── The input ──

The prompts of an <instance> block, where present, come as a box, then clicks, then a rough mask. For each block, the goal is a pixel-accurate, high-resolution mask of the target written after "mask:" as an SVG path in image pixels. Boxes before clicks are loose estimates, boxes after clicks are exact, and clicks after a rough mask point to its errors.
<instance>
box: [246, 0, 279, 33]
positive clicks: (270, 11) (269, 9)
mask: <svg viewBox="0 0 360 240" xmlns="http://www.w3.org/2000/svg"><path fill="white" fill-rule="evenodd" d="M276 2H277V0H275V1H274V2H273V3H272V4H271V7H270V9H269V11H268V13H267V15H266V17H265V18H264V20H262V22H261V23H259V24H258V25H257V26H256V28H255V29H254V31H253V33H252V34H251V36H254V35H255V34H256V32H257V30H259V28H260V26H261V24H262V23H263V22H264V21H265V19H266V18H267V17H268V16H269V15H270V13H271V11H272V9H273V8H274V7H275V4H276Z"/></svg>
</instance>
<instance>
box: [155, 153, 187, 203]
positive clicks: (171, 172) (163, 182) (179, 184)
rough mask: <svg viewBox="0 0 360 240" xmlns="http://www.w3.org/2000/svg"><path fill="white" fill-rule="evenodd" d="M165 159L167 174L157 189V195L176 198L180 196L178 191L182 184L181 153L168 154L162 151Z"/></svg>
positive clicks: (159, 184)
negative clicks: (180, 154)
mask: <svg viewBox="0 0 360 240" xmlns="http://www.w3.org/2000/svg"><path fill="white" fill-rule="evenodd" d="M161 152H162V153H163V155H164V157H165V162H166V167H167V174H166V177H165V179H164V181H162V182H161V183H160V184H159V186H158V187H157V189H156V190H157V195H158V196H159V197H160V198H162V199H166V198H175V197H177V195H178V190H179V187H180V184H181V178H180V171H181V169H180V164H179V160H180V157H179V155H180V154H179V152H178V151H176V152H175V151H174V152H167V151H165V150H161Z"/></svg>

───

- **Work instructions**: Rewrite these lines with every "positive clicks" switched to "foreground clicks", leaving everything else unchanged.

- **Written answer**:
The prompts of an <instance> block, where present, come as a box, then clicks, then a rough mask. For each block, the goal is a pixel-accurate, high-resolution mask of the target written after "mask:" as an SVG path in image pixels. Boxes before clicks are loose estimates, boxes after clicks are exact, and clicks after a rough mask point to its errors.
<instance>
box: [246, 0, 279, 33]
foreground clicks: (270, 11) (269, 9)
mask: <svg viewBox="0 0 360 240" xmlns="http://www.w3.org/2000/svg"><path fill="white" fill-rule="evenodd" d="M276 2H277V0H275V1H274V2H273V3H272V4H271V7H270V9H269V11H268V13H267V15H266V17H265V18H264V20H262V22H261V23H259V24H258V25H257V26H256V28H255V29H254V31H253V33H252V34H251V36H254V35H255V34H256V32H257V30H259V28H260V26H261V24H262V23H263V22H264V21H265V19H266V18H267V17H268V16H269V15H270V13H271V11H272V9H273V8H274V7H275V4H276Z"/></svg>
</instance>
<instance>
box: [155, 153, 187, 203]
foreground clicks: (171, 172) (163, 182) (179, 184)
rough mask: <svg viewBox="0 0 360 240" xmlns="http://www.w3.org/2000/svg"><path fill="white" fill-rule="evenodd" d="M165 159L167 174L157 189V195L176 198L180 196L178 191L182 184L181 153L168 154L162 151Z"/></svg>
foreground clicks: (159, 184)
negative clicks: (180, 154)
mask: <svg viewBox="0 0 360 240" xmlns="http://www.w3.org/2000/svg"><path fill="white" fill-rule="evenodd" d="M161 152H162V153H163V155H164V157H165V162H166V167H167V174H166V177H165V179H164V181H162V182H161V183H160V184H159V186H158V187H157V189H156V190H157V195H158V196H159V197H160V198H162V199H166V198H175V197H177V195H178V190H179V187H180V184H181V178H180V171H181V169H180V164H179V160H180V157H179V155H180V154H179V152H178V151H176V152H175V151H174V152H167V151H165V150H161Z"/></svg>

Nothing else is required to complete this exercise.